[Page extract]
----

My Birth Story: Kendra P.

Kendra Perez
hellomomco
Published in
4 min readDec 19, 2017
Kendra with her son, previously known as Baby Burrito, and her husband

During my pregnancy, when someone asked me when my baby was due, I would say “January 16th, but really anytime in January,” and I sincerely meant it. But then I passed my due date by two days. Then 7 days. Then 9 days. My patience (unlike my cervix) was wearing thin.

By this point, I was very grateful for an exercise facilitated during our birth class. We answered 20+ multiple choice questions to construct our ideal birth experience. Then, our instructor made us pick our top three priorities. Then our single top priority. That mental exercise really made me stop and consider all the worst case scenarios before any could come to pass. For me, it boiled down to having my support team with me. Good thing, because at this rate, my imagined cozy birth center labor was getting elusive.

----

[Collected data]

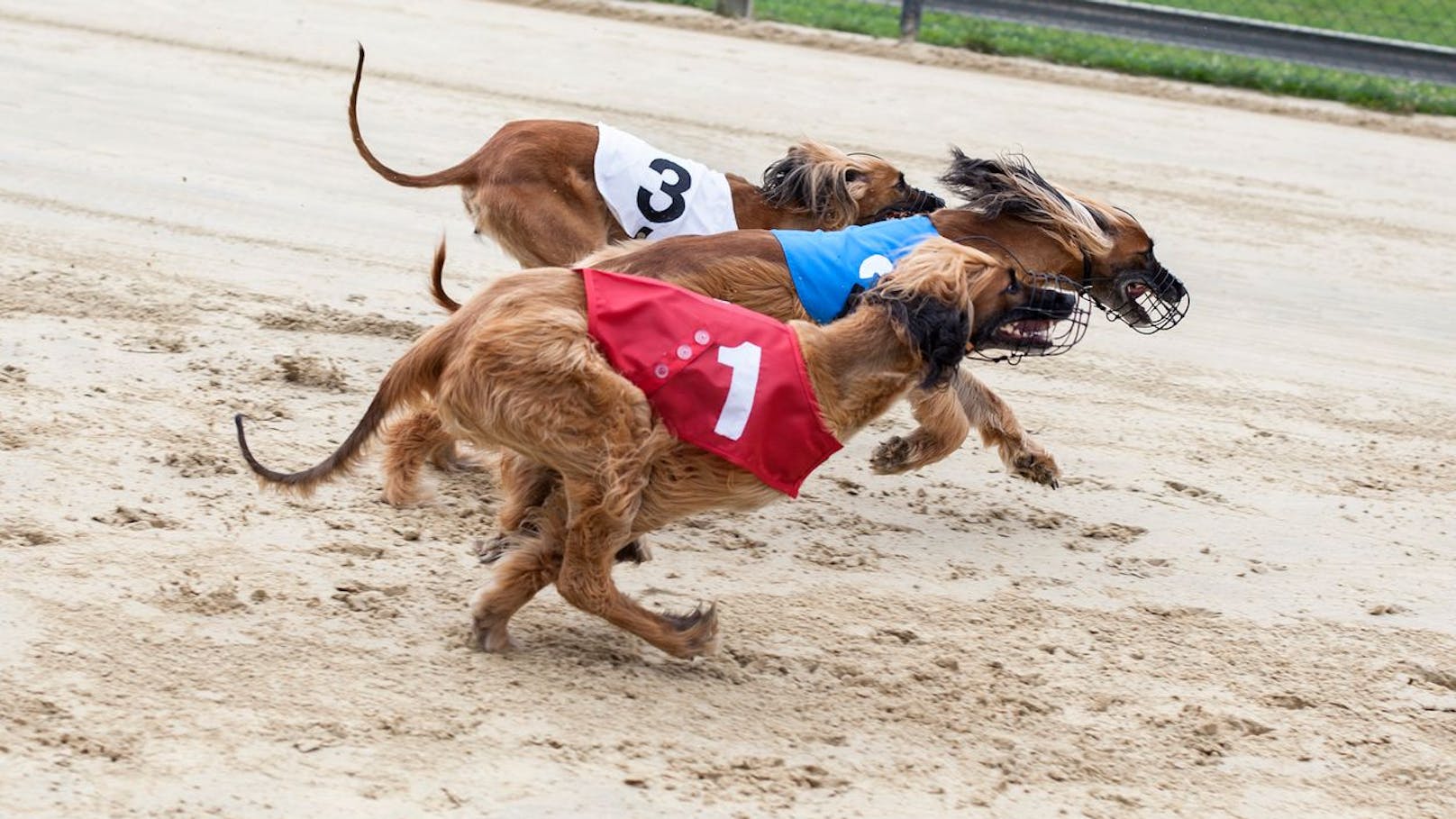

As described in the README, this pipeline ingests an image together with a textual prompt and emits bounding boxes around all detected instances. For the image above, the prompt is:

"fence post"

----

[Exercise] Can you duplicate everything in the birth story from "During my pregnancy, when" down to "was getting elusive."?

[Worked solution]
During my pregnancy, when someone asked me when my baby was due, I would say “January 16th, but really anytime in January,” and I sincerely meant it. But then I passed my due date by two days. Then 7 days. Then 9 days. My patience (unlike my cervix) was wearing thin.

By this point, I was very grateful for an exercise facilitated during our birth class. We answered 20+ multiple choice questions to construct our ideal birth experience. Then, our instructor made us pick our top three priorities. Then our single top priority. That mental exercise really made me stop and consider all the worst case scenarios before any could come to pass. For me, it boiled down to having my support team with me. Good thing, because at this rate, my imagined cozy birth center labor was getting elusive.